Items from a dataset:
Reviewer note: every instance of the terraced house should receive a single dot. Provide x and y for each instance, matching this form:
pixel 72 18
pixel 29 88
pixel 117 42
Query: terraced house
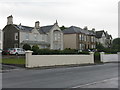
pixel 16 36
pixel 78 38
pixel 104 38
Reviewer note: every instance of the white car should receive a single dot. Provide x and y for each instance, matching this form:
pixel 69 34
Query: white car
pixel 17 51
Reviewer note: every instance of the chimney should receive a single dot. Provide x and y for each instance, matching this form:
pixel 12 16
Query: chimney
pixel 9 20
pixel 85 28
pixel 37 24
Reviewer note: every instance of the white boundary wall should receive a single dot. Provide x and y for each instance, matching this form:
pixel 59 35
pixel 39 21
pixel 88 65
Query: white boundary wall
pixel 110 57
pixel 51 60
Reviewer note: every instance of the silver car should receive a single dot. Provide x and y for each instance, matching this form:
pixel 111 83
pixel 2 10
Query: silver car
pixel 17 51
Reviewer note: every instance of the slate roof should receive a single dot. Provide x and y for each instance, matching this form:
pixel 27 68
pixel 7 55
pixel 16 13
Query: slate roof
pixel 35 42
pixel 74 29
pixel 43 29
pixel 23 28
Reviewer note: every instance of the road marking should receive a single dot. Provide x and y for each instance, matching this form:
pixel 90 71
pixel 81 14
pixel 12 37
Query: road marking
pixel 94 83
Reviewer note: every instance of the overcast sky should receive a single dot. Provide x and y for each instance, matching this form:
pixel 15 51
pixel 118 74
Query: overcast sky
pixel 98 14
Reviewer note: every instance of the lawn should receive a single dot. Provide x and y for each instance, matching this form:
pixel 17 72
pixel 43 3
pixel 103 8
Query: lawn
pixel 13 61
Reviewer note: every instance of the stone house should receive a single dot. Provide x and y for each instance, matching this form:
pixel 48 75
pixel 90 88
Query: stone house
pixel 16 36
pixel 78 38
pixel 104 38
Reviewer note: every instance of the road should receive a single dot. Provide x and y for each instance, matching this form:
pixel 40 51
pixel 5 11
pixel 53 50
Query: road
pixel 94 76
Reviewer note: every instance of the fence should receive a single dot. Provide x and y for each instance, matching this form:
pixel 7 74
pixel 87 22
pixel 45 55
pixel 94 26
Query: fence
pixel 110 57
pixel 52 60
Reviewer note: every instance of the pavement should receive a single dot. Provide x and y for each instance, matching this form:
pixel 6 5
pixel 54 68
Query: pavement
pixel 95 76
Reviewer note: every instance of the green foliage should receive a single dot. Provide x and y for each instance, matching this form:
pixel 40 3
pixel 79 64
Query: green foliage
pixel 26 47
pixel 35 49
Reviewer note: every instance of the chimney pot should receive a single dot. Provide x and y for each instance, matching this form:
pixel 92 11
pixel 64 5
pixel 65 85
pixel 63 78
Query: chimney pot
pixel 37 24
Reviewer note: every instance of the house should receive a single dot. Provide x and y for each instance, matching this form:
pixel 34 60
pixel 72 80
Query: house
pixel 1 45
pixel 78 38
pixel 104 38
pixel 16 36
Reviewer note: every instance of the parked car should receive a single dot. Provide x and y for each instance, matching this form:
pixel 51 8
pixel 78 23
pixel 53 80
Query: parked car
pixel 17 51
pixel 6 52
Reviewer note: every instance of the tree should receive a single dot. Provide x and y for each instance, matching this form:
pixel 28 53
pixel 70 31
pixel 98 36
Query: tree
pixel 26 47
pixel 116 45
pixel 100 47
pixel 63 28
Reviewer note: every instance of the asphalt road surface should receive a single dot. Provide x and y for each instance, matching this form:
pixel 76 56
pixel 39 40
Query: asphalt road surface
pixel 94 76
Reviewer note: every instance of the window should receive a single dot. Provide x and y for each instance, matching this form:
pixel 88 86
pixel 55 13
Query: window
pixel 42 36
pixel 0 35
pixel 57 36
pixel 16 36
pixel 80 37
pixel 92 39
pixel 36 36
pixel 80 46
pixel 85 38
pixel 27 36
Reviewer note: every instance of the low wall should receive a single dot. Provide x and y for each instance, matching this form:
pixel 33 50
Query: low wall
pixel 110 57
pixel 51 60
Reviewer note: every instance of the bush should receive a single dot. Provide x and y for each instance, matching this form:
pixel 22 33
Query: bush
pixel 26 47
pixel 59 52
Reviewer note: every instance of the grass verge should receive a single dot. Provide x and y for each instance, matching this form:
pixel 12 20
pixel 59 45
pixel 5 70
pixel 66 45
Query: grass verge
pixel 20 61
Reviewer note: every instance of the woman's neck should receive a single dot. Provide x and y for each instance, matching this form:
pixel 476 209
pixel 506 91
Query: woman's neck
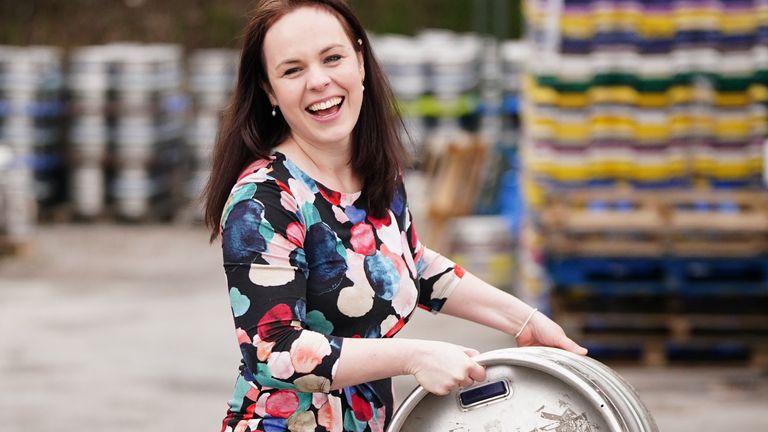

**YOUR TASK**:
Filter the entries above and copy only the lines that hold "neck".

**REPLY**:
Reviewer note: every instance of the woman's neck should receive a single dot. Provide x and y for each instance, matching this form:
Query: woman's neck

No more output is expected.